• **ACTION ITEM**
In the text below about the armored car robberies, transcribe the passage starting with "According to a" and going on through "in an affidavit.".

• **PROVIDED TEXT**

According to a search warrant affidavit, Davis is a member of the West Boulevard Crips, while Hobson is affiliated the Black P Stones.
However, the group’s signature crime sprees continued while those suspected ringleaders were jailed. Another suspect was later found dead in suspicious circumstances and a fourth was killed by police while fleeing a raid.
The crew is believed to have first struck in February 2022 when three of its members approached an armored car driver picking up cash from a Wescom Credit Union in Hawthorne. He forced the guard to the ground at gunpoint, FBI Special Agent Elizabeth Cardenas wrote in an affidavit.
They grabbed bags of cash, checks and the victim’s weapon after taking it from the holster and fled in a white Honda Accord with $166,640, according to court records obtained by The Post.
But that was just the beginning.
Over the next year, the crew held up armored car drivers outside a Bank of America branch in Inglewood, a 99 Cents Only Store on Crenshaw Boulevard and a check-cashing business at the intersection of La Brea Avenue and Adams Boulevard, according to the affidavit.
In June 2023, a Brinks armored car pulled into the parking lot of a 7-Eleven at the intersection of Florence Avenue and Crenshaw Boulevard.
As he returned with the money, a man wearing a white jumpsuit stepped out of a white Lexus SUV holding a rifle, Detective Emily Delph of the LAPD Robbery-Homicide Division wrote in a search warrant affidavit.

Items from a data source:
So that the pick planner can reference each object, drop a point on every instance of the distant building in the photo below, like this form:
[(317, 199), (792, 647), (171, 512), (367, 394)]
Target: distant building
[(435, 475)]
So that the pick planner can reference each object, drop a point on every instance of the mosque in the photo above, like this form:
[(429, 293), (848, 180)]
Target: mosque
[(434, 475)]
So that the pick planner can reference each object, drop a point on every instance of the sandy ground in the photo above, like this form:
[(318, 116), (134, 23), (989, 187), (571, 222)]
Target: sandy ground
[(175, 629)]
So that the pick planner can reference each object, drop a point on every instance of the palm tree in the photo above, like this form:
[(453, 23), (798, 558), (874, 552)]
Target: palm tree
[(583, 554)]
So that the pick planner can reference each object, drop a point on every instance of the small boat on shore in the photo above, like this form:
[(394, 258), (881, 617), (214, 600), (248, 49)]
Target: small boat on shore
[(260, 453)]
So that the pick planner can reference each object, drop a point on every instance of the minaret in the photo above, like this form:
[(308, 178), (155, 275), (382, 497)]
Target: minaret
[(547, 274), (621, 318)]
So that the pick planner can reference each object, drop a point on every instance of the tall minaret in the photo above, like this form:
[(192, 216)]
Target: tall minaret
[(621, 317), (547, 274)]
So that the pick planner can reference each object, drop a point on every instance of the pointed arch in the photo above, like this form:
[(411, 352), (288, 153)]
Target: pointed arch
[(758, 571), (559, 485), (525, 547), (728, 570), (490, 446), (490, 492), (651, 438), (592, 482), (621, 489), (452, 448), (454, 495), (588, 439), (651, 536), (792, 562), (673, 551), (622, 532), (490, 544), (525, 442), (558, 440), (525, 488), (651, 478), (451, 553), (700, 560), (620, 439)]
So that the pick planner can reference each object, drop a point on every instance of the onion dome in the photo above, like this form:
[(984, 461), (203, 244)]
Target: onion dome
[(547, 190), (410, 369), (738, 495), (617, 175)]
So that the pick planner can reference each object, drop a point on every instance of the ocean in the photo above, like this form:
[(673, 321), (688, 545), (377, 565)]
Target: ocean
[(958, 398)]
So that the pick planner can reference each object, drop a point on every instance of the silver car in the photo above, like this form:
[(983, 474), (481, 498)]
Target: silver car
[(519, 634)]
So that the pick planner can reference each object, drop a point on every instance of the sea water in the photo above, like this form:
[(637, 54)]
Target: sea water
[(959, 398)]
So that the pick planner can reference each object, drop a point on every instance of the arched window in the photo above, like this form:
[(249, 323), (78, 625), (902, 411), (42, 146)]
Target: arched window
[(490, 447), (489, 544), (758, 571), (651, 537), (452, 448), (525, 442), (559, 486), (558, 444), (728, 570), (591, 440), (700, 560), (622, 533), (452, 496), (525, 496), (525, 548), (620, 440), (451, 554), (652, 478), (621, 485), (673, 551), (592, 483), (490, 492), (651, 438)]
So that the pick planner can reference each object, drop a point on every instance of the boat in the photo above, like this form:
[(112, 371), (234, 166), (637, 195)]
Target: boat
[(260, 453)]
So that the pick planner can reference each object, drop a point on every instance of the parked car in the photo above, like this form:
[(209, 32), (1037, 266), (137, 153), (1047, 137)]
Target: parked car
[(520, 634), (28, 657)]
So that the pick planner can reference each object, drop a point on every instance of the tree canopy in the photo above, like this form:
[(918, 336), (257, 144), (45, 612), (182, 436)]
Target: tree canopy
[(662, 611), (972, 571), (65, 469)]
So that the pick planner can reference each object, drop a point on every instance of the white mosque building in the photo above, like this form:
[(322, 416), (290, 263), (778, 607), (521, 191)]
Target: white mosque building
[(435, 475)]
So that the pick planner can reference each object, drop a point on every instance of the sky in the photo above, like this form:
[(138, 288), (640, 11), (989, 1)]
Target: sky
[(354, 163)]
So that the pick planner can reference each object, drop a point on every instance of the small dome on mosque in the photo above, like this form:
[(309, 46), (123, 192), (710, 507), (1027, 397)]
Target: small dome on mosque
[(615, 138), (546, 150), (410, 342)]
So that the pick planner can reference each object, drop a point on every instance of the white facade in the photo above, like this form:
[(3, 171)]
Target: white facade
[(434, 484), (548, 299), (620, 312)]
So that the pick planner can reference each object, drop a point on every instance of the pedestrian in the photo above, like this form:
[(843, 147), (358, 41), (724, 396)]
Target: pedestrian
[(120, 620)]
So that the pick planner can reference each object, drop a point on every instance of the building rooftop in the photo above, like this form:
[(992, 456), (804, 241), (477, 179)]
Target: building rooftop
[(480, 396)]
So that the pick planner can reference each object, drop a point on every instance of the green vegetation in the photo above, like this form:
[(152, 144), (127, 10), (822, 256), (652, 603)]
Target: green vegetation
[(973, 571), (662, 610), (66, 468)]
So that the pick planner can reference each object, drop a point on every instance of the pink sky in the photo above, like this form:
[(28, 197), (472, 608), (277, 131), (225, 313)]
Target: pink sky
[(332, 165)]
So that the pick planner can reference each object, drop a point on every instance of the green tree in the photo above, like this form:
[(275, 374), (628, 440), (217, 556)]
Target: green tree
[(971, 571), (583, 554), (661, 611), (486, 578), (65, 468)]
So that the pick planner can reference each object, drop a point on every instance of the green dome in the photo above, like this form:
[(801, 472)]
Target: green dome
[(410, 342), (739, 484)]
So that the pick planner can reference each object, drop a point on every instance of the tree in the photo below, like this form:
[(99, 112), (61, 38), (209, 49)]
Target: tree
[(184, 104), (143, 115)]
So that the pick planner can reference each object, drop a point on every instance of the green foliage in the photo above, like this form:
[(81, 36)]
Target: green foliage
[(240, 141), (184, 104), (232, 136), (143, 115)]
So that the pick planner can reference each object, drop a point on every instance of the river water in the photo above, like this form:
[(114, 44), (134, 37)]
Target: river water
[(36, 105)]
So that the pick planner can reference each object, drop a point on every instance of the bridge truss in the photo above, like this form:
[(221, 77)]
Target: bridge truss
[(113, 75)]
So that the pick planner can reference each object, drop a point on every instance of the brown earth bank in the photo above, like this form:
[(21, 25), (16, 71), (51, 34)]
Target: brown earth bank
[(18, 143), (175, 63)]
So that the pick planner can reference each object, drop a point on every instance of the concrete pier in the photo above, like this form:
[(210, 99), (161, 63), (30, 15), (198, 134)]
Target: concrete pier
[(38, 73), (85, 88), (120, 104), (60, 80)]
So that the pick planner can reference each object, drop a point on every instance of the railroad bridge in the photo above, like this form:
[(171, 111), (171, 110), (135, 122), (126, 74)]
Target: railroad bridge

• **SOLUTION FOR THIS EXERCISE**
According to a search warrant affidavit, Davis is a member of the West Boulevard Crips, while Hobson is affiliated the Black P Stones.
However, the group’s signature crime sprees continued while those suspected ringleaders were jailed. Another suspect was later found dead in suspicious circumstances and a fourth was killed by police while fleeing a raid.
The crew is believed to have first struck in February 2022 when three of its members approached an armored car driver picking up cash from a Wescom Credit Union in Hawthorne. He forced the guard to the ground at gunpoint, FBI Special Agent Elizabeth Cardenas wrote in an affidavit.